Senin 16 Jul 2018 18:22 WIB

PLN Hentikan Proyek PLTU Riau 1

Proyek PLTU Riau 1 baru memasuki tahap Letter of Intern

Rep: Intan Pratiwi/ Red: Teguh Firmansyah
Dirut PLN Sofyan Basir (tengah).
Foto: Republika/Raisan Al Farisi
Dirut PLN Sofyan Basir (tengah).

REPUBLIKA.CO.ID, JAKARTA -- Direktur Utama PLN, Sofyan Basir mengungkapkan, PLN memutuskan untuk memberhentikan sementara proyek pembangunan Pembangkit Listrik Tenaga Uap (PLTU) Riau 1 hingga proses hukum selesai diputuskan.

Menurut Sofyan, proyek PLTU Riau 1 merupakan proyek konsorsium anak usaha PLN yaitu PT. Pembangkit Jawa Bali (PJB) bersama dua perusahaan lainnya yaitu PT. Samantaka dan PT. China Wadian.

**PERINTAH TUGAS:** Salin ulang bagian berita tentang penghentian proyek PLTU Riau 1 di atas, mulai dari "Senin 16 Jul" sampai "PT. China Wadian.", tanpa mengubah satu kata pun.

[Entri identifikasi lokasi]
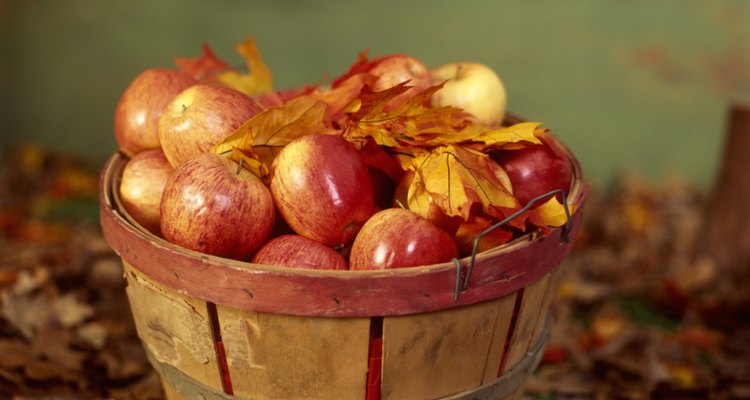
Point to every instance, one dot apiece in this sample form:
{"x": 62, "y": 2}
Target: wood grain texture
{"x": 273, "y": 356}
{"x": 505, "y": 308}
{"x": 530, "y": 315}
{"x": 174, "y": 327}
{"x": 439, "y": 353}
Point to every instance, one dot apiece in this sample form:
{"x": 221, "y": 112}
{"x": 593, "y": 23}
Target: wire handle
{"x": 564, "y": 238}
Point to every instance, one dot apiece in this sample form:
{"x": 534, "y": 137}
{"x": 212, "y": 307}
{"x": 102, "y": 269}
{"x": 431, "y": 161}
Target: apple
{"x": 474, "y": 87}
{"x": 142, "y": 185}
{"x": 201, "y": 116}
{"x": 142, "y": 103}
{"x": 322, "y": 188}
{"x": 299, "y": 252}
{"x": 397, "y": 238}
{"x": 535, "y": 170}
{"x": 212, "y": 205}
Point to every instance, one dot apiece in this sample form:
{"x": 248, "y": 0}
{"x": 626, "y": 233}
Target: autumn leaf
{"x": 552, "y": 212}
{"x": 484, "y": 138}
{"x": 456, "y": 179}
{"x": 257, "y": 81}
{"x": 400, "y": 126}
{"x": 344, "y": 98}
{"x": 260, "y": 138}
{"x": 206, "y": 65}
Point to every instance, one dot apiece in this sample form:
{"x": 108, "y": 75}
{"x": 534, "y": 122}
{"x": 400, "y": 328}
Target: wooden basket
{"x": 221, "y": 329}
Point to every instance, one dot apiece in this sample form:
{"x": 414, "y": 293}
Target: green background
{"x": 628, "y": 85}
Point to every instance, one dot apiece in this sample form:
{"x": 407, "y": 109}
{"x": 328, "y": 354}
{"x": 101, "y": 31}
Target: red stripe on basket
{"x": 511, "y": 330}
{"x": 375, "y": 359}
{"x": 213, "y": 319}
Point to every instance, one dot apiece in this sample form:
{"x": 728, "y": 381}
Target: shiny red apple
{"x": 201, "y": 116}
{"x": 299, "y": 252}
{"x": 535, "y": 170}
{"x": 397, "y": 238}
{"x": 142, "y": 185}
{"x": 142, "y": 103}
{"x": 213, "y": 206}
{"x": 322, "y": 188}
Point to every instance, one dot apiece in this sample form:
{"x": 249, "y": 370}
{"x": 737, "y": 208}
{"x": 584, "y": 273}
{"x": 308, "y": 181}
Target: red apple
{"x": 397, "y": 238}
{"x": 474, "y": 87}
{"x": 299, "y": 252}
{"x": 534, "y": 170}
{"x": 143, "y": 180}
{"x": 322, "y": 188}
{"x": 398, "y": 68}
{"x": 142, "y": 103}
{"x": 213, "y": 206}
{"x": 201, "y": 116}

**JAWABAN TUGAS:**
Senin 16 Jul 2018 18:22 WIB

PLN Hentikan Proyek PLTU Riau 1

Proyek PLTU Riau 1 baru memasuki tahap Letter of Intern

Rep: Intan Pratiwi/ Red: Teguh Firmansyah
Dirut PLN Sofyan Basir (tengah).
Foto: Republika/Raisan Al Farisi
Dirut PLN Sofyan Basir (tengah).

REPUBLIKA.CO.ID, JAKARTA -- Direktur Utama PLN, Sofyan Basir mengungkapkan, PLN memutuskan untuk memberhentikan sementara proyek pembangunan Pembangkit Listrik Tenaga Uap (PLTU) Riau 1 hingga proses hukum selesai diputuskan.

Menurut Sofyan, proyek PLTU Riau 1 merupakan proyek konsorsium anak usaha PLN yaitu PT. Pembangkit Jawa Bali (PJB) bersama dua perusahaan lainnya yaitu PT. Samantaka dan PT. China Wadian.